- **Provided text**
begin
I honestly can't understand what your point is. You seem to be saying that it's a stupid idea to petition these companies to make a cheaper version of their product that would be more practical for the average gamer.
Yes, I believe it is. Go for it, but what do you _really_ expect you'll get? I think you'll get farther by making your own product. Did you know the original creator of Oculus Rift did this very thing?
Warp wrote:
These VR headsets were from the very beginning aimed at videogames
No, they weren't. Most were designed for purpose-built applications, such as simulators. Those that were designed for games were _already_ cheapened significantly and were quite awful to use. Oculus Rift was an exception, as it was a quality HMD inspired for gaming use, but in later iterations it was discovered that there is _much_ more than gaming that a quality HMD could be used for - such as AR. With this "discovery" (or more appropriately "re-discovery") it was realized that the HMD alone was not the only part of the solution. Since then, there have been other gaming-oriented sets, but the creators of these also feel that their VR solutions _require_ some these other "useless" features. They aren't just targeting VR representations of existing games, but are trying to create new game genres, or even expand beyond gaming. If you think there is a market for a product that the industry is not selling, do what the creator of Oculus Rift did. Create a product and compete.
end
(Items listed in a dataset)
begin
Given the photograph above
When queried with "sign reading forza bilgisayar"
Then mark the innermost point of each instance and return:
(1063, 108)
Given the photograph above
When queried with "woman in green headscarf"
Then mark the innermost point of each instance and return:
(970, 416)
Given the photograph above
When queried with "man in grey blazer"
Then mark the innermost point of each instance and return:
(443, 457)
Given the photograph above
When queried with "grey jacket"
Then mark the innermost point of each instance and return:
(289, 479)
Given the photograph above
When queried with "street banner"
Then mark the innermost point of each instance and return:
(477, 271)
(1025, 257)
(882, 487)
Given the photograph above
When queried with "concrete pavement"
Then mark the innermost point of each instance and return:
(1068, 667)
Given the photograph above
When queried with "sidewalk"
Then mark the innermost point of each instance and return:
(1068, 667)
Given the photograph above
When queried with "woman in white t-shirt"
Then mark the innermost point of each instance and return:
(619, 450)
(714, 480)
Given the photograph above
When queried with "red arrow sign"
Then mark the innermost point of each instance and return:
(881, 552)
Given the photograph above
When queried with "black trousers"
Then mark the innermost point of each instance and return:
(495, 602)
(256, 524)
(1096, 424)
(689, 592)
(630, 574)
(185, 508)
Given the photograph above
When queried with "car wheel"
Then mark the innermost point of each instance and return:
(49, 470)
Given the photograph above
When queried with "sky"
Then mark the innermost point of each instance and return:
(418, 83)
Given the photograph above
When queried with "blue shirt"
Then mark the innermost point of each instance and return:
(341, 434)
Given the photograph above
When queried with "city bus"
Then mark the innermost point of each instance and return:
end
- **Your instructions**
Can you write out everything in the VR headset post above, from "I honestly can't" down to "the average gamer.", word for word?

- **Finished answer**
I honestly can't understand what your point is. You seem to be saying that it's a stupid idea to petition these companies to make a cheaper version of their product that would be more practical for the average gamer.